=== YOUR INSTRUCTIONS ===
Copy every record word for word.

Point annotation dataset records
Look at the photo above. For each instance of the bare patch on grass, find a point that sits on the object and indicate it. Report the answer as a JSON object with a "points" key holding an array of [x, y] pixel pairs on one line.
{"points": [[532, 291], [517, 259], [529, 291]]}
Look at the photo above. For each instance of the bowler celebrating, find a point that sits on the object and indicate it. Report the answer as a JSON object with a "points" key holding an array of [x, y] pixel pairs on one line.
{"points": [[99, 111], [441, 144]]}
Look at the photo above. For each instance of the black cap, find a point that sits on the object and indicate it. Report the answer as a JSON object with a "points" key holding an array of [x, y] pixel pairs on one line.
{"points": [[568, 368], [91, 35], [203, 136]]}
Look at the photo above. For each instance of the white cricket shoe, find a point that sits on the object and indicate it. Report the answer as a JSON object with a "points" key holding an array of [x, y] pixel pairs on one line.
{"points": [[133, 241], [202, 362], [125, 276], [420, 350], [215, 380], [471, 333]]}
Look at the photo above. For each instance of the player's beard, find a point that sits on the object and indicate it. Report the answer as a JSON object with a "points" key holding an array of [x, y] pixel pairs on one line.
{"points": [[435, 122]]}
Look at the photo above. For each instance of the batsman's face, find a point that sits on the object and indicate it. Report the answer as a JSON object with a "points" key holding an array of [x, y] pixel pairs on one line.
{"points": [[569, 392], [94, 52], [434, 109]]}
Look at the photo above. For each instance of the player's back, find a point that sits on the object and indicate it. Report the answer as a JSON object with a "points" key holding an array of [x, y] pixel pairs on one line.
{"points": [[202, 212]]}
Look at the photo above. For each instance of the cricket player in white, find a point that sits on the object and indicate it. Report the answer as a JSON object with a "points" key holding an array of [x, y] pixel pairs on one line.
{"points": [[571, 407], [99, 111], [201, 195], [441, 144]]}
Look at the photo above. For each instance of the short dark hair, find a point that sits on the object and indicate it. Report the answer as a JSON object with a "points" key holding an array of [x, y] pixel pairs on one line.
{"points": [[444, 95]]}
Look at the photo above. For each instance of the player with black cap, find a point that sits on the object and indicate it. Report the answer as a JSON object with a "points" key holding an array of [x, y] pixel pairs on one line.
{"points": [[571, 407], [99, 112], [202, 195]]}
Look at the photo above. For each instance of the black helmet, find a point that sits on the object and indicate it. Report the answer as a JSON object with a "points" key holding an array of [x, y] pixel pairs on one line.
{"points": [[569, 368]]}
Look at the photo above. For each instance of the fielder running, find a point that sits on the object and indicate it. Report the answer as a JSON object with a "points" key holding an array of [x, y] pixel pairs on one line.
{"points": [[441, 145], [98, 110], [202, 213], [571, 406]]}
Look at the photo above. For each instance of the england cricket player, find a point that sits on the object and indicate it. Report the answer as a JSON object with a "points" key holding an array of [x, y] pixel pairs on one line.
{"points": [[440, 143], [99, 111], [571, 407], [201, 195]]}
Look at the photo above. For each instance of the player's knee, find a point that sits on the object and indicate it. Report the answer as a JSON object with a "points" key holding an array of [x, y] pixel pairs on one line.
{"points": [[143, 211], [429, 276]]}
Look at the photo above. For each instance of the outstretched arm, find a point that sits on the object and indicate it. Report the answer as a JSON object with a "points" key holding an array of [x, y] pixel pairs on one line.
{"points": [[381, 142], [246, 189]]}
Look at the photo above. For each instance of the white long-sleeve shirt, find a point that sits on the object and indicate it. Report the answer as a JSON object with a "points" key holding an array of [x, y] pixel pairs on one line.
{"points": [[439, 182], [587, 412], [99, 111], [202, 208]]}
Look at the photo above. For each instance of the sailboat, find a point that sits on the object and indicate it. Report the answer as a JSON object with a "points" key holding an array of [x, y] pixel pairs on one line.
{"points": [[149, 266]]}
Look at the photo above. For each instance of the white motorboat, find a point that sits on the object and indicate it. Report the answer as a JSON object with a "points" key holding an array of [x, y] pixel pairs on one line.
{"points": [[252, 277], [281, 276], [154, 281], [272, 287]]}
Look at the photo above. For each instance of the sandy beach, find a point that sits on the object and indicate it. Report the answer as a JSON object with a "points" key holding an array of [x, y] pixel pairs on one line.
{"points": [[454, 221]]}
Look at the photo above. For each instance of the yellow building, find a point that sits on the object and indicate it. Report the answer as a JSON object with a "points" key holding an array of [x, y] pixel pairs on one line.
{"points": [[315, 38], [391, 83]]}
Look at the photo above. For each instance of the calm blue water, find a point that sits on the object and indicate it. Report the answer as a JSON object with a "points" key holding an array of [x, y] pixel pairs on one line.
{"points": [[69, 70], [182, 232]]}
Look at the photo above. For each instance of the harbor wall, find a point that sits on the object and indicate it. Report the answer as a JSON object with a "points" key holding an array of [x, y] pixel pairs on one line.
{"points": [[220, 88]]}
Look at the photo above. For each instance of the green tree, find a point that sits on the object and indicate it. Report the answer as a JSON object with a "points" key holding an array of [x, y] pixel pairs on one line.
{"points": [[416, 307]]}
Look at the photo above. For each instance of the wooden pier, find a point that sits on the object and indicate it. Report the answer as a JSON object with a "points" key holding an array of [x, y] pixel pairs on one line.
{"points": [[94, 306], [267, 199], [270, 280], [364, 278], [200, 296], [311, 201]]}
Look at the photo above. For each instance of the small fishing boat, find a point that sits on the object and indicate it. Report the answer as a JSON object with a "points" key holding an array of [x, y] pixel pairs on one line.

=== OUTPUT ===
Look at the photo above. For each instance of the bare patch on grass, find a point that sits on the object and indicate it. Report the answer as a JSON object with a "points" key holding an array of [x, y] pixel pairs on one line.
{"points": [[532, 291], [517, 259], [529, 291]]}
Look at the photo above. For each instance of the bowler celebrating, find a point that sits on the object and indicate it. Report the answer as a JSON object with a "points" key holding an array of [x, y] pixel pairs on one line.
{"points": [[99, 111], [441, 144]]}
Look at the photo above. For each instance of the black cap, find a point that sits on the object and indicate it. Report the answer as a JSON object with a "points" key holding an array of [x, y] pixel pairs on one line.
{"points": [[568, 368], [91, 35], [203, 136]]}
Look at the photo above. For each instance of the white cricket shoe, find a point that sits on the object and indicate it. Report the answer as a JSON object with a "points" key holding an array of [x, y] pixel pairs on one line.
{"points": [[133, 241], [202, 362], [125, 276], [420, 350], [215, 380], [471, 333]]}
Look at the photo above. For each instance of the player's beard, find a point that sits on the object and indicate it. Report the answer as a JSON object with a "points" key holding an array of [x, y] pixel pairs on one line.
{"points": [[435, 122]]}
Look at the photo above. For each instance of the batsman's face, find a point that sits on the object and indicate it. Report the answer as a JSON object with a "points" key holding an array of [x, y] pixel pairs on one line.
{"points": [[569, 392], [94, 52], [434, 109]]}
Look at the photo above. For each instance of the player's back, find a point that sits on the object and indicate it. Report the answer as a JSON object with a "points" key holding an array of [x, y] pixel pairs on one line.
{"points": [[202, 212]]}
Look at the photo above. For each instance of the cricket player in white, find a point that sits on the object and indicate it. Report the answer as a JSON object with a "points" key holding an array of [x, y] pixel pairs on one line.
{"points": [[571, 407], [99, 111], [201, 195], [441, 144]]}
Look at the photo above. For each instance of the short dark hair, find a point that sits on the object and indicate it. Report the answer as a JSON object with a "points" key holding an array of [x, y] pixel pairs on one line.
{"points": [[444, 95]]}
Look at the photo above. For each instance of the player with black cap, find a point that sits on the object and indicate it. Report the answer as a JSON object with a "points" key holding an array of [x, y] pixel pairs on one line.
{"points": [[571, 407], [99, 112], [202, 195]]}
Look at the photo above. For each instance of the black helmet, find a point that sits on the object and indicate it. Report the answer as a JSON object with a "points" key holding an array of [x, y] pixel pairs on one line.
{"points": [[569, 368]]}
Look at the photo above. For each instance of the fielder running, find a point that sits on the object and indicate it. Report the answer as a JSON object with a "points" key holding an array of [x, y] pixel pairs on one line.
{"points": [[441, 145], [98, 110], [202, 213], [571, 406]]}
Look at the photo above. For each instance of the england cricket player, find a point that sits on the object and indicate it. Report the answer as a JSON object with a "points" key holding an array of [x, y] pixel pairs on one line.
{"points": [[440, 143], [99, 111], [571, 407], [201, 195]]}
Look at the photo above. For each instance of the player's knee, find a point that sits on the object and indicate it. Report the answer as a JSON object with a "points" key holding an array of [x, y] pixel pairs on one line.
{"points": [[143, 211], [429, 276]]}
Look at the photo above. For each instance of the outstretched arm, find a point that sits on the object and indicate it. Report the answer as a JSON object with a "points" key holding an array of [x, y] pixel pairs on one line.
{"points": [[381, 142], [246, 189]]}
Look at the photo above. For each instance of the white long-sleeve shirt, find a point that sits on the object and indicate it. Report the answer as a JSON object with a "points" key holding an array of [x, y] pixel pairs on one line.
{"points": [[439, 182], [587, 412], [99, 111], [202, 208]]}
Look at the photo above. For each instance of the sailboat, find a point that sits on the object and indicate it. Report the answer as a JSON object with a "points" key holding an array of [x, y] pixel pairs on one line.
{"points": [[149, 266]]}
Look at the photo above. For each instance of the white motorboat, find a point that sits on the object and indicate it. Report the answer as a JSON object with a "points" key holding an array of [x, y] pixel pairs on one line.
{"points": [[252, 277], [281, 276], [154, 281], [272, 287]]}
Look at the photo above. For each instance of the sandy beach, find a point that sits on the object and indicate it. Report the answer as a JSON object with a "points" key holding an array of [x, y] pixel pairs on one line.
{"points": [[454, 221]]}
Look at the photo above. For each instance of the yellow building, find a point that sits on the object and indicate it. Report the answer as a JSON object with a "points" key holding an array of [x, y] pixel pairs on one line.
{"points": [[315, 38], [391, 83]]}
Look at the photo above. For each instance of the calm blue water, find a point that sits on the object and indicate it. Report the answer as a JSON object with a "points" key holding an array of [x, y] pixel pairs on one line.
{"points": [[69, 70], [182, 232]]}
Look at the photo above. For each instance of the harbor wall, find a point that sits on the object and indicate it. Report the answer as a JSON object with a "points" key holding an array of [x, y] pixel pairs on one line.
{"points": [[220, 88]]}
Look at the photo above. For each instance of the green tree, find a point that sits on the object and indicate it. Report the answer as a JSON object with a "points" key holding an array of [x, y] pixel pairs on one line.
{"points": [[416, 307]]}
Look at the photo above. For each instance of the wooden pier, find a point that sits on the object and indicate it. Report the answer as a JSON object with a "points" key holding an array of [x, y] pixel pairs on one line.
{"points": [[94, 306], [267, 199], [270, 280], [364, 278], [200, 296], [311, 201]]}
Look at the photo above. For each instance of the small fishing boat, find a point that sits on the object and indicate it. Report the answer as a JSON object with a "points" key holding an array of [x, y] pixel pairs on one line.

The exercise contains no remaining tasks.